[PROBLEM DESCRIPTION]: The whole listing below, with no pictures, is to be repeated as it stands.

[DATASET RECORDS]:

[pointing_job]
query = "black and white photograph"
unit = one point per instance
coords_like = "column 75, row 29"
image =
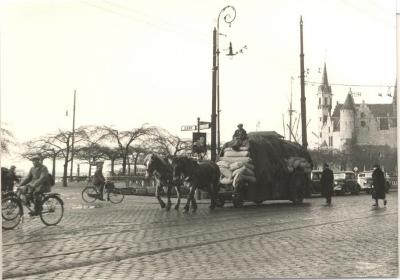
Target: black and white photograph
column 188, row 139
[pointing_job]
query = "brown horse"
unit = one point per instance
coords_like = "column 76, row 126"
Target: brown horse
column 161, row 170
column 203, row 175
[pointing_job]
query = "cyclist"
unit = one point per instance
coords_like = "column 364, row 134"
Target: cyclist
column 36, row 183
column 99, row 180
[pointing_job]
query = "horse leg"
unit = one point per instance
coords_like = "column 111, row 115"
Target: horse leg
column 178, row 196
column 193, row 199
column 169, row 198
column 213, row 195
column 158, row 189
column 189, row 199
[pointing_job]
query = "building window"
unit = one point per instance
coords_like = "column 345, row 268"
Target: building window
column 383, row 124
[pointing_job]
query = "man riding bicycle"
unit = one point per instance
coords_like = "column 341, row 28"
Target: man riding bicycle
column 99, row 180
column 36, row 183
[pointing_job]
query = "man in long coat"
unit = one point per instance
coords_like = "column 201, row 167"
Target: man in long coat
column 327, row 183
column 378, row 183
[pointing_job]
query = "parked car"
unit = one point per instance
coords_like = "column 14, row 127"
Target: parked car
column 365, row 181
column 315, row 181
column 345, row 182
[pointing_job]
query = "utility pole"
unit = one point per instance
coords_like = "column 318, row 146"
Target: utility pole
column 303, row 95
column 73, row 138
column 214, row 97
column 290, row 107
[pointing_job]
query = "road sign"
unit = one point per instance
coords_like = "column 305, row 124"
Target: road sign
column 188, row 127
column 205, row 125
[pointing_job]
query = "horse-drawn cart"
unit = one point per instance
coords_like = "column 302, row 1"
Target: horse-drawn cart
column 263, row 167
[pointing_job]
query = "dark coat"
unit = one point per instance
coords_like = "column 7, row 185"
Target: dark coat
column 327, row 183
column 378, row 182
column 98, row 178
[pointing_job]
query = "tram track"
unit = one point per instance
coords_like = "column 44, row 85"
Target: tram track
column 174, row 223
column 169, row 249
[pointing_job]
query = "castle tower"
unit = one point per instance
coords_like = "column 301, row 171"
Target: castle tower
column 347, row 122
column 324, row 100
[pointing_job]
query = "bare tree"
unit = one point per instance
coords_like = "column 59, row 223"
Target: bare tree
column 124, row 140
column 6, row 139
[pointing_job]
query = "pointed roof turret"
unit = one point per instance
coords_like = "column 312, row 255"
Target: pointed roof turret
column 325, row 76
column 324, row 87
column 349, row 103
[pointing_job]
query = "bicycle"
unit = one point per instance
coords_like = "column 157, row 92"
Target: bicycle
column 90, row 193
column 12, row 210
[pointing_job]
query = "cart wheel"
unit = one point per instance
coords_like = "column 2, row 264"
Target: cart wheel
column 220, row 202
column 237, row 202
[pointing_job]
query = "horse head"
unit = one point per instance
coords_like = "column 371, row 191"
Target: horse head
column 149, row 162
column 182, row 166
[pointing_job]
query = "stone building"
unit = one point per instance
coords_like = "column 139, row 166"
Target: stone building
column 354, row 124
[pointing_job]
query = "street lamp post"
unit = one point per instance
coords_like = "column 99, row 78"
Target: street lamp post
column 229, row 15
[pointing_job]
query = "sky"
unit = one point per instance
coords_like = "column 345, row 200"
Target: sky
column 150, row 61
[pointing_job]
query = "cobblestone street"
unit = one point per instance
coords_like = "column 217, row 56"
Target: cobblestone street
column 138, row 240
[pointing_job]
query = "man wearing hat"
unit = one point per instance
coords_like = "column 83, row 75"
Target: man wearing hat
column 240, row 133
column 378, row 183
column 98, row 179
column 36, row 182
column 327, row 184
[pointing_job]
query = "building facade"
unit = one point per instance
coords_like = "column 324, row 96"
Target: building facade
column 354, row 124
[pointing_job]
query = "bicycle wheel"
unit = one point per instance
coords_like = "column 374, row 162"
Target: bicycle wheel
column 89, row 194
column 115, row 196
column 11, row 212
column 52, row 210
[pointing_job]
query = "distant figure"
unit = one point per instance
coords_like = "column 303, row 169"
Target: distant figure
column 36, row 183
column 11, row 178
column 327, row 184
column 240, row 133
column 238, row 137
column 378, row 183
column 99, row 180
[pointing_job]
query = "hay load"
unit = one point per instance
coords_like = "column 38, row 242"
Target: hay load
column 264, row 163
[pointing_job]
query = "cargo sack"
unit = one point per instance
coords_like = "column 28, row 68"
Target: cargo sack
column 226, row 181
column 236, row 154
column 243, row 170
column 236, row 159
column 223, row 163
column 225, row 172
column 241, row 148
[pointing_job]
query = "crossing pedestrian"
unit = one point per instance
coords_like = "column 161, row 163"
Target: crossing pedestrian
column 327, row 184
column 378, row 186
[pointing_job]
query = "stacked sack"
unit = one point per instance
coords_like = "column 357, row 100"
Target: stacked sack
column 294, row 162
column 236, row 167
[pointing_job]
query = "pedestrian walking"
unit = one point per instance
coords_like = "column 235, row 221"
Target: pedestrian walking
column 327, row 184
column 378, row 186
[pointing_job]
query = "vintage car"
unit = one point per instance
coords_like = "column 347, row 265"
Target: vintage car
column 345, row 182
column 365, row 181
column 315, row 181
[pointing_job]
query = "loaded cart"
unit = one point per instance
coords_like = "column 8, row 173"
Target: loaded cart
column 263, row 167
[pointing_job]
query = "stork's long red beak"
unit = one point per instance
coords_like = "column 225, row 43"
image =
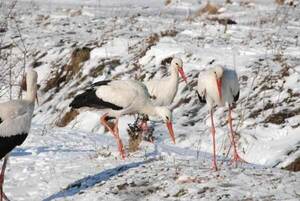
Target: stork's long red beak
column 37, row 100
column 182, row 74
column 171, row 132
column 219, row 85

[ANSWER TO THE EXERCISE]:
[pointing_job]
query = "black and white photograph"
unit = one point per instance
coords_like = "column 75, row 29"
image =
Target: black and white photograph
column 188, row 139
[pointing_job]
query = "brown horse"
unit = one point per instance
coords_like = "column 76, row 126"
Target: brown horse
column 161, row 170
column 203, row 175
[pointing_job]
query = "cyclist"
unit = one point per instance
coords_like = "column 364, row 134"
Target: cyclist
column 36, row 183
column 99, row 180
[pointing_job]
query = "horse leg"
unit = one point per instance
coords_like = "column 111, row 115"
Target: horse leg
column 178, row 196
column 193, row 199
column 169, row 198
column 213, row 195
column 158, row 189
column 189, row 199
[pointing_job]
query = "building window"
unit = one point per instance
coords_like = "column 345, row 268"
Target: building window
column 383, row 124
[pointing_job]
query = "man riding bicycle"
unit = one point per instance
coords_like = "column 341, row 28"
Target: man riding bicycle
column 99, row 180
column 36, row 183
[pointing_job]
query = "man in long coat"
unit = one point per instance
coords_like = "column 201, row 167"
Target: man in long coat
column 327, row 183
column 378, row 183
[pointing_job]
query = "parked car"
unit = one point per instance
coords_like = "column 14, row 127"
Target: parked car
column 365, row 181
column 315, row 181
column 345, row 182
[pointing_job]
query = "utility pole"
unit = one point per instance
coords_like = "column 318, row 146"
Target: utility pole
column 303, row 95
column 73, row 138
column 214, row 97
column 290, row 107
[pointing_job]
query = "road sign"
unit = one point per instance
coords_like = "column 305, row 124"
Target: road sign
column 188, row 127
column 205, row 125
[pointing_job]
query = "horse-drawn cart"
unit = one point per instance
coords_like = "column 302, row 1"
Target: horse-drawn cart
column 263, row 167
[pointing_job]
query = "dark coat"
unit = one point per instance
coords_like = "column 7, row 185"
Target: dark coat
column 327, row 183
column 378, row 182
column 98, row 178
[pointing_job]
query = "tram track"
unit = one point per instance
coords_like = "column 44, row 85"
Target: tram track
column 174, row 223
column 169, row 249
[pointing_job]
query = "castle tower"
unit = one point per instance
coords_like = "column 301, row 171"
Target: castle tower
column 347, row 122
column 324, row 100
[pointing_job]
query = "bare tree"
unit = one point per instance
coords_like = "column 59, row 223"
Target: bare tree
column 124, row 140
column 6, row 139
[pointing_job]
query = "pointed roof turret"
unit = one point per instance
coords_like = "column 312, row 255"
Target: pointed roof turret
column 325, row 76
column 324, row 87
column 349, row 103
[pointing_job]
query = "bicycle"
unit = one point per instance
coords_like = "column 157, row 92"
Target: bicycle
column 90, row 193
column 12, row 210
[pointing_job]
query = "cart wheel"
unit = one point per instance
coords_like = "column 2, row 264"
Target: cart wheel
column 220, row 202
column 237, row 202
[pointing_job]
query = "horse head"
unit = one point per instance
coords_like = "column 371, row 191"
Target: horse head
column 149, row 162
column 182, row 166
[pointing_job]
query = "stone building"
unit = one point per instance
coords_like = "column 139, row 166"
Target: stone building
column 354, row 124
[pointing_job]
query = "street lamp post"
unit = one point per instance
coords_like = "column 99, row 78"
Target: street lamp post
column 229, row 15
[pointing_job]
query = "sky"
unit = one point per instance
coords_like = "column 345, row 200"
Target: sky
column 150, row 61
[pointing_job]
query = "cobblestone street"
unit = one point per instance
coords_like = "column 217, row 56"
Target: cobblestone street
column 138, row 240
[pointing_job]
query = "man wearing hat"
unit = one point per instance
coords_like = "column 83, row 75"
Target: man wearing hat
column 240, row 133
column 378, row 183
column 98, row 179
column 36, row 182
column 327, row 184
[pointing_job]
query = "building facade"
unit = one point per instance
coords_like = "column 324, row 96"
Target: building facade
column 354, row 124
[pointing_job]
query = "bicycle wheel"
unit = one point per instance
coords_like = "column 374, row 162"
Target: bicycle wheel
column 89, row 194
column 115, row 196
column 11, row 212
column 52, row 210
[pointing_job]
query = "distant figure"
unit = one point per instance
coords_like = "column 303, row 169"
Target: distant figure
column 36, row 183
column 11, row 178
column 327, row 184
column 240, row 133
column 238, row 137
column 378, row 183
column 99, row 180
[pointing_job]
query = "hay load"
unit = one point per instance
coords_like = "column 38, row 242"
Target: hay load
column 264, row 163
[pointing_job]
query = "cargo sack"
unit = one point per instance
coords_like = "column 28, row 68"
Target: cargo sack
column 226, row 181
column 236, row 154
column 243, row 170
column 236, row 159
column 223, row 163
column 225, row 172
column 241, row 148
[pointing_job]
query = "crossing pedestrian"
unit = one point per instance
coords_like = "column 161, row 163"
Target: crossing pedestrian
column 327, row 184
column 378, row 186
[pointing_job]
query = "stacked sack"
unit = one point per instance
coords_like = "column 357, row 100"
Target: stacked sack
column 294, row 162
column 236, row 167
[pointing_job]
query = "pedestrian walking"
unit = one point per instance
coords_like = "column 235, row 221"
Target: pedestrian walking
column 327, row 184
column 378, row 186
[pointing_job]
query = "vintage car"
unit = one point per instance
coords_like = "column 347, row 265"
Target: vintage car
column 345, row 182
column 365, row 181
column 315, row 181
[pointing_job]
query = "loaded cart"
unit = one point per instance
coords_like = "column 8, row 173"
Target: loaded cart
column 263, row 167
[pointing_job]
query = "stork's long red beak"
unit = one point per instance
coords_like = "column 225, row 43"
image =
Target: stork's long red beak
column 37, row 100
column 182, row 74
column 171, row 132
column 219, row 85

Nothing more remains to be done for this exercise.